Las sendas del progreso
El acuerdo de libre comercio firmado entre la Unión Europea y Canadá; y el liderazgo del hospital Sant Joan de Déu en oncología infantil.
EN los siete años de negociaciones entre la Unión Europea y Canadá, el mundo ha cambiado mucho. Entonces, los acuerdos de libre comercio eran percibidos como un estímulo para mejorar la productividad, la capacidad competitiva y el comercio global. Al cabo de esos siete largos años de negociaciones, centenares de manifestantes rodearon ayer el Parlamento Europeo en Estrasburgo para protestar por la aprobación –votada en el hemiciclo– del acuerdo Global Económico y Comercial, más conocido por las siglas inglesas de CETA, que suprimirá el 98% de las tarifas e impuestos del flujo comercial entre la Unión Europea y Canadá.
La votación de la Cámara fue de 408 votos a favor (conservadores y liberales) y 254 en contra (socialistas, verdes y euroescépticos), con 33 abstenciones. No es una victoria ajustada, pero tampoco rotunda. Refleja el crucial momento que atraviesa la Unión Europea, que se está quedando –junto a la China de Xi Jinping– como la valedora de la globalización y el libre comercio tras el Brexit y la victoria de Donald Trump. Un signo de identidad europeo que pende ahora de un hilo o, para ser precisos, del resultado de las elecciones presidenciales de Francia, previstas para abril-mayo. La eurodiputada Marine Le Pen, aspirante al Elíseo, ha sido una de las voces que han demonizado el CETA, al que vaticina la capacidad de destruir, “una vez más, cientos de miles de puestos de trabajo, decenas de miles de ellos en Francia”. He aquí el problema: la Europa de los 27 está en crisis y para salir del marasmo tiene un activo fundamental: la supresión de fronteras, comerciales, financieras y humanas. Lo malo es que sobre este activo recaen ahora todos los males de la humanidad, de ahí que vaya a ser sometido a plebiscitos indirectos en Holanda y Francia las próximas semanas.

Entradas de la colección:
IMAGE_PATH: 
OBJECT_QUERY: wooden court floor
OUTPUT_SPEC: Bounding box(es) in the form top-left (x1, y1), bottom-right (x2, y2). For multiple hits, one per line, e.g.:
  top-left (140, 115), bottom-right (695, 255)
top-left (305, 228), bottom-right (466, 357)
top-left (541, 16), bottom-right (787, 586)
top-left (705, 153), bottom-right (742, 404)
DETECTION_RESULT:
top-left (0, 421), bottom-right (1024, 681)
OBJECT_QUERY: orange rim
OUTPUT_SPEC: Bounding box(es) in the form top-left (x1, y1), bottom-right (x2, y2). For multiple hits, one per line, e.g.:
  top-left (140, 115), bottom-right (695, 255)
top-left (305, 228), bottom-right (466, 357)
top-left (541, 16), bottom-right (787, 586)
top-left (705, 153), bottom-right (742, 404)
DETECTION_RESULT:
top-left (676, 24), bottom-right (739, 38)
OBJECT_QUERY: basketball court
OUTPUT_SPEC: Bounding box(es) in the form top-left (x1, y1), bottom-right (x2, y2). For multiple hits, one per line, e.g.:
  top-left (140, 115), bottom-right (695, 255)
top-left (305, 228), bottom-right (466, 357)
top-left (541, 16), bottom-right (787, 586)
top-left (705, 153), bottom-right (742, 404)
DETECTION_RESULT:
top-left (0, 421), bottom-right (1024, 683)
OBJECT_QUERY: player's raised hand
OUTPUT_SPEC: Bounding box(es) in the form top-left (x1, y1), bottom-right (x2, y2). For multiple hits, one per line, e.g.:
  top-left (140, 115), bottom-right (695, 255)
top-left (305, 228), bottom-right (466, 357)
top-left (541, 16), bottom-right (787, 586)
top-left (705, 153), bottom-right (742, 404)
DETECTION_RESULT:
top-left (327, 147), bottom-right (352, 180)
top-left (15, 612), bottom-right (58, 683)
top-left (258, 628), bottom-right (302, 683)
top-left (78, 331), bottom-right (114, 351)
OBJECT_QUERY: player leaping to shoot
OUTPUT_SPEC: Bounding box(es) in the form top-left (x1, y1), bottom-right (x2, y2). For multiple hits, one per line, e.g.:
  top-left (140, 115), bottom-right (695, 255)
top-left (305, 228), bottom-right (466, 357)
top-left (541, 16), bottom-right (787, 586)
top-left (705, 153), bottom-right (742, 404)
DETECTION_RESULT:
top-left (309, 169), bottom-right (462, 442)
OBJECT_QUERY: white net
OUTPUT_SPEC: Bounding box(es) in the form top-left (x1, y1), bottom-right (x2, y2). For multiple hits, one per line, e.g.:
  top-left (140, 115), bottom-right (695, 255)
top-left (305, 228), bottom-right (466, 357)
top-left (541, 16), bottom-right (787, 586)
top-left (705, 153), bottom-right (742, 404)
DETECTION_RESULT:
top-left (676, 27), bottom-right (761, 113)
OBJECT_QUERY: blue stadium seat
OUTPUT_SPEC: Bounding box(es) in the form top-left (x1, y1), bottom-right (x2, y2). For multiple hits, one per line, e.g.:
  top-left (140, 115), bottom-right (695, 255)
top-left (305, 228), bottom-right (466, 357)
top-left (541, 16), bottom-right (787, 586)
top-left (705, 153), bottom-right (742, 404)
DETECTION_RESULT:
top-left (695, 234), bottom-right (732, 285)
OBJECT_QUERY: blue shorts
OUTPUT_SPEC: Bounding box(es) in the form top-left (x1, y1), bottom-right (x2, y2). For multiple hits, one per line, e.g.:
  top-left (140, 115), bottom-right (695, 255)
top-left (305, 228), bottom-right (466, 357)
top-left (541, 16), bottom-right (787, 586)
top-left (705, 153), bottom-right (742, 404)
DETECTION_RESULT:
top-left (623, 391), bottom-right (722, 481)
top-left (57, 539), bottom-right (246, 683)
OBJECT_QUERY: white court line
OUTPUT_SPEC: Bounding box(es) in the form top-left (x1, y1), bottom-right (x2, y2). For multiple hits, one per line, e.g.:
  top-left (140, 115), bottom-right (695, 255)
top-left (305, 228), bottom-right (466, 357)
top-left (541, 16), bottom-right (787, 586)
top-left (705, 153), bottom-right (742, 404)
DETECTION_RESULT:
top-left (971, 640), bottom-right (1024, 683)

Aplica lo leído:
#1 Según el texto sobre el acuerdo CETA, ¿cuántos votos a favor recibió en el Parlamento Europeo?
#2 Enumera todos los países que se nombran en el texto sobre el acuerdo CETA.
#3 Retoma el texto sobre el acuerdo CETA y sigue escribiéndolo a partir de su última frase.

Resultados por tarea:
#1 408 votos a favor.

#2 Canadá, China, Francia y Holanda.

#3
A diferencia de anteriores acuerdos comerciales impulsados por Europa, Estados Unidos y las economías del Pacífico desde los años noventa del siglo pasado, los incentivos de este acuerdo con un socio tan solvente como Canadá caen en saco roto. Los beneficios que anticipan las dos partes firmantes son traducidos por muchos ciudadanos en la línea apuntada por Marine Le Pen o por el presidente Trump: a más globalización, mayor destrucción de empleo, precariedad laboral y empobrecimiento de las clases medidas. Es una visión desenfocada y pesimista que deja al margen un factor tan decisivo como la robotización o las nuevas tecnologías que han destruido muchos empleos convencionales, más allá de grandes acuerdos comerciales.
La Unión Europea vive un año crucial al que se enfrenta con la respiración contenida. No se trata de una crisis de crecimiento, como en ocasiones anteriores, se trata de una crisis de identidad que potencia una atmósfera de soledad. El portazo británico, la visión antieuropeísta de Donald Trump y la sombra vecinal de Moscú acentúan el aislamiento de la UE. Al mismo tiempo, son factores externos que podrían ayudar a revitalizar el orgullo de un continente con valores propios y equidistante de Washington y de Moscú. Aliados como Canadá, otro Estado cuyos valores parecen ahora más europeos que norteamericanos, alejan el fantasma de que se ha firmado un acuerdo semejante para destruir empleos.
Europa y Canadá han izado la bandera del libre comercio, a la que otros están renunciando, y no deberían hacerlo con miedo ni mala conciencia.